*SOURCE EXCERPT*
--- Begin ---

Katz v. Bregman

Annotate this Case

431 A.2d 1274 (1981)

Hyman KATZ, Plaintiff, v. Robert B. BREGMAN, John Arghyris, Alexander Grass, L. Eliel Fritz, Alan M. Morrison, Thomas E. Singer, Jonathan Churchill, Lawrence E. Brinn, Serge C. Naggar, Connie A. Cox and Plant Industries, Inc. a Delaware Corporation, Defendants.

Court of Chancery of Delaware, New Castle County.

Submitted April 15, 1981.

Decided April 20, 1981.

William Prickett and Michael J. Hanrahan of Prickett, Jones, Elliott, Kristol & Schnee, Wilmington, for plaintiff.

Jack B. Jacobs and Richard A. Levine of Young, Conaway, Stargatt & Taylor, Wilmington, for defendant Plant Industries, Inc.

--- End ---

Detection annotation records
--- Begin ---

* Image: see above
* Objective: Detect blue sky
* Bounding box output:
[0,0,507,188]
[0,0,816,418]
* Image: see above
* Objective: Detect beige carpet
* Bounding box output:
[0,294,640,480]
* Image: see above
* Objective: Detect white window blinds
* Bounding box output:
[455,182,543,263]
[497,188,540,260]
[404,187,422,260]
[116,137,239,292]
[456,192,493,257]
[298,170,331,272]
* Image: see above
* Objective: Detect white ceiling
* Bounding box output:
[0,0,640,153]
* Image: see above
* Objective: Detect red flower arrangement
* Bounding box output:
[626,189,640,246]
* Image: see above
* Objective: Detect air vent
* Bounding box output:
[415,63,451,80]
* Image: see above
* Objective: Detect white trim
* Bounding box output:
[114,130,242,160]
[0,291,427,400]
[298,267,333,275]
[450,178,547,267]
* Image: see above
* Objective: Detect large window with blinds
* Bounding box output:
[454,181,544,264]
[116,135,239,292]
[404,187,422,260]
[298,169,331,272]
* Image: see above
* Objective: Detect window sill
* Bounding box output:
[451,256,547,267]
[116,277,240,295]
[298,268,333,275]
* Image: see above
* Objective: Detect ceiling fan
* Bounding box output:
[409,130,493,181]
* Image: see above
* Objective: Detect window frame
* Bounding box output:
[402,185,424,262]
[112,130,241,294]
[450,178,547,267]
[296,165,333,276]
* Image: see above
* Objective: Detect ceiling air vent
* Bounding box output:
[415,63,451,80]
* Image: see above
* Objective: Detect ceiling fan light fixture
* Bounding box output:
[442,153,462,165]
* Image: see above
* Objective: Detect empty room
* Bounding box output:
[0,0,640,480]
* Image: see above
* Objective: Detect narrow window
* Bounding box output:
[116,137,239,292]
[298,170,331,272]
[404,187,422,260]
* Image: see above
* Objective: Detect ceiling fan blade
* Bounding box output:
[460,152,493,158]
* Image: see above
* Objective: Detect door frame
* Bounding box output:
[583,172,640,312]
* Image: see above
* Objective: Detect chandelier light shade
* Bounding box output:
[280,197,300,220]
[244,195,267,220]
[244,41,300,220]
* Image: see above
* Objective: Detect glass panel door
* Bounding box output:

--- End ---

*SET TASK 1*
Retype the Katz v. Bregman text between "Annotate this Case" and "New Castle County.", inclusive.
*SET TASK 2*
Please turn the paragraph of the Katz v. Bregman text that begins "Hyman KATZ, Plaintiff" into a short list of the parties.

*CORRECT RESPONSE 1*
Annotate this Case

431 A.2d 1274 (1981)

Hyman KATZ, Plaintiff, v. Robert B. BREGMAN, John Arghyris, Alexander Grass, L. Eliel Fritz, Alan M. Morrison, Thomas E. Singer, Jonathan Churchill, Lawrence E. Brinn, Serge C. Naggar, Connie A. Cox and Plant Industries, Inc. a Delaware Corporation, Defendants.

Court of Chancery of Delaware, New Castle County.

*CORRECT RESPONSE 2*
- Plaintiff: Hyman Katz
- Defendants: Robert B. Bregman, John Arghyris, Alexander Grass, L. Eliel Fritz, Alan M. Morrison, Thomas E. Singer, Jonathan Churchill, Lawrence E. Brinn, Serge C. Naggar, Connie A. Cox, and Plant Industries, Inc., a Delaware corporation